Aim of the exercise: Edit the data below by changing every "one instance per line" to "each instance on its own line", leaving all other text unchanged.

========

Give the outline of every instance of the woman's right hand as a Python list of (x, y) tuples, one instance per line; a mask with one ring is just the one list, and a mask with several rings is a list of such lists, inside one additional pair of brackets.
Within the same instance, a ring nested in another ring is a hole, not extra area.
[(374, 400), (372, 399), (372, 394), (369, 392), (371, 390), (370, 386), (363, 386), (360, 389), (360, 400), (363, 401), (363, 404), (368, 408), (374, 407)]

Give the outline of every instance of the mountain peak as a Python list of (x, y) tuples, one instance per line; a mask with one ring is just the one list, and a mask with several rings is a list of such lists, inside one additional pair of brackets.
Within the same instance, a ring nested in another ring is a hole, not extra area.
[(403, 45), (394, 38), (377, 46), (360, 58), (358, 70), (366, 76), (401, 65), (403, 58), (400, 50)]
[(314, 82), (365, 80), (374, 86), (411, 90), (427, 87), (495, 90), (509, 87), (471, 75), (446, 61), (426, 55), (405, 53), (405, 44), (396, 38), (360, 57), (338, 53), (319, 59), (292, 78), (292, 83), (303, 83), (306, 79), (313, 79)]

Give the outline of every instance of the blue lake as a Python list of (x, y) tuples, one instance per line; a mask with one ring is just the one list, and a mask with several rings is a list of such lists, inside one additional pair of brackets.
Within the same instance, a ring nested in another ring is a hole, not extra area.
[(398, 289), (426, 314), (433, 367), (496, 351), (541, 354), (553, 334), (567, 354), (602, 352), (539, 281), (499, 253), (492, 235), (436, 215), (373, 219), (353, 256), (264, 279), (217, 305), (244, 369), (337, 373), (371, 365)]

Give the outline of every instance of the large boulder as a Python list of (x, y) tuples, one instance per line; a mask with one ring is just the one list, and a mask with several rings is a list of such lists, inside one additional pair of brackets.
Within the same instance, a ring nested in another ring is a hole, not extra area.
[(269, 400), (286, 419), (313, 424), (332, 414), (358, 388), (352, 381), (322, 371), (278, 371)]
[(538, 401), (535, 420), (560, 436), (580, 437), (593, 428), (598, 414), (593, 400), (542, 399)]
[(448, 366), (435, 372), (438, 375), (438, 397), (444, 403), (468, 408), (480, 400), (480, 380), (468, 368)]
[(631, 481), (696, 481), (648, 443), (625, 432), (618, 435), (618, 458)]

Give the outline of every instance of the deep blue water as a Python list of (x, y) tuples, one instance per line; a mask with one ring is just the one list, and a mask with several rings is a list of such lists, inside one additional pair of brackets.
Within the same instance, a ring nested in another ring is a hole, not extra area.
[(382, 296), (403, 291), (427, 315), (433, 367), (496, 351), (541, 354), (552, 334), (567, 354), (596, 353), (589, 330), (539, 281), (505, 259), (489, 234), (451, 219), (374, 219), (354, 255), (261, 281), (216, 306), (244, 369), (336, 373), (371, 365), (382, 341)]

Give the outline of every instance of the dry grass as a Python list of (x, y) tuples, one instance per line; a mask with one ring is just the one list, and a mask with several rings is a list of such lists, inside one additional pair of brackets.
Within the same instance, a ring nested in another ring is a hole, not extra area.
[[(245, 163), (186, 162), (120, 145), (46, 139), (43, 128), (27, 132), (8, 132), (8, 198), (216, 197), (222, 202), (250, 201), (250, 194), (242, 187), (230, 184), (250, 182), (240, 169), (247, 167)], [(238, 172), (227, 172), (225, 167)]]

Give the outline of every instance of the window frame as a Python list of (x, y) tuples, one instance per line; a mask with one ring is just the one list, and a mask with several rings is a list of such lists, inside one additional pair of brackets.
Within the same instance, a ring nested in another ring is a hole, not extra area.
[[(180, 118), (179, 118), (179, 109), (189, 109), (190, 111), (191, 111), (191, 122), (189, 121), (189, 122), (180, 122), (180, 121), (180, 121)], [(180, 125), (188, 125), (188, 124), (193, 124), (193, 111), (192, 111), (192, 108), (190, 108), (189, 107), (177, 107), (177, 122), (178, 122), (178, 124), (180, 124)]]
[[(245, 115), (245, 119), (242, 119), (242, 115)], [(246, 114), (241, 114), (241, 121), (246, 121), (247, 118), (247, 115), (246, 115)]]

========

Task answer:
Give the outline of every instance of the woman's right hand as a Python list of (x, y) tuples, each instance on its own line; a mask with one ring is just the one list, and a mask with several rings is a list of such lists, inside one additional pair of brackets.
Within the same instance, a ring nested in another ring is a hole, not extra area.
[(374, 400), (372, 399), (372, 394), (369, 392), (371, 390), (370, 386), (363, 386), (360, 389), (360, 400), (363, 401), (363, 404), (368, 408), (374, 407)]

Give the outline of every instance of the mountain peak as a Python list of (x, y) tuples, each instance on its own line; a mask with one ring is just the one list, and a mask with several rings is a list of such lists, inside one additional pair of brackets.
Within the same instance, a ring nested in another ring is a hole, not extra area.
[(403, 45), (394, 38), (377, 46), (360, 58), (358, 70), (366, 76), (401, 65), (403, 58), (400, 50)]
[(314, 82), (365, 80), (374, 86), (411, 90), (427, 87), (495, 90), (509, 87), (471, 75), (446, 61), (426, 55), (405, 53), (405, 44), (396, 38), (360, 57), (338, 53), (319, 59), (292, 78), (292, 83), (303, 83), (306, 79), (313, 79)]

Give the outline of every instance of the blue lake as a Python list of (x, y) tuples, each instance on its own line; a mask with one ring is just the one list, and a mask with several rings is a list of such lists, inside one additional pair of brackets.
Within the same instance, a ring nested in another ring is a hole, not extra area.
[(398, 289), (426, 314), (433, 367), (496, 351), (541, 354), (553, 334), (567, 354), (602, 352), (539, 281), (499, 253), (492, 235), (436, 215), (373, 219), (353, 256), (264, 279), (217, 305), (244, 369), (337, 373), (371, 365)]

Give the outline of every instance of the large boulder as a Python list of (x, y) tuples, each instance on its own line; a mask with one ring is just the one list, and a mask with several rings is a list of such lists, inside one additional pair of brackets.
Within the same instance, a ring nested in another ring is a hole, not extra area.
[(269, 400), (286, 419), (313, 424), (332, 414), (358, 388), (352, 381), (322, 371), (278, 371)]
[(538, 401), (535, 420), (560, 436), (580, 437), (593, 428), (598, 414), (593, 400), (542, 399)]
[(448, 366), (435, 372), (438, 375), (438, 397), (444, 403), (468, 408), (480, 400), (480, 380), (468, 368)]
[(631, 481), (696, 481), (648, 443), (625, 432), (618, 435), (618, 458)]

Give the outline of every instance of the deep blue water as a Python list of (x, y) tuples, each instance on its own line; a mask with one ring is just the one list, and a mask with several rings is a list of such lists, inside one additional pair of brackets.
Within the same instance, a ring nested in another ring is a hole, not extra area.
[(382, 296), (403, 291), (427, 315), (433, 367), (496, 351), (541, 354), (552, 334), (567, 354), (596, 353), (589, 330), (539, 281), (505, 259), (489, 234), (451, 219), (374, 219), (354, 255), (261, 281), (216, 306), (244, 369), (336, 373), (371, 365), (382, 341)]

Give the outline of every instance of the dry grass as a Python list of (x, y) tuples, each instance on its own line; a mask with one ring is just the one list, and a mask with several rings is a list of such lists, inside one additional pair of brackets.
Within the same instance, a ring nested in another ring is a hole, not extra area.
[[(245, 163), (186, 162), (120, 145), (46, 139), (43, 128), (27, 132), (8, 132), (8, 198), (216, 197), (222, 202), (250, 201), (250, 194), (242, 187), (230, 184), (250, 182), (240, 169), (247, 167)], [(238, 172), (227, 172), (225, 167)]]

Give the outline of every instance of the window frame as a Python list of (x, y) tuples, each instance on its own line; a mask with one ring is just the one list, and a mask with several rings is a list of such lists, inside one additional pair of brackets.
Within the same instance, a ring nested in another ring is a hole, not extra area.
[[(180, 118), (179, 118), (179, 109), (189, 109), (190, 111), (191, 111), (191, 122), (189, 121), (189, 122), (180, 122), (180, 121), (180, 121)], [(180, 125), (188, 125), (188, 124), (193, 124), (193, 111), (192, 111), (192, 108), (190, 108), (189, 107), (177, 107), (177, 122), (178, 122), (178, 124), (180, 124)]]
[[(245, 115), (245, 119), (242, 119), (242, 115)], [(246, 114), (241, 114), (241, 121), (246, 121), (247, 118), (247, 115), (246, 115)]]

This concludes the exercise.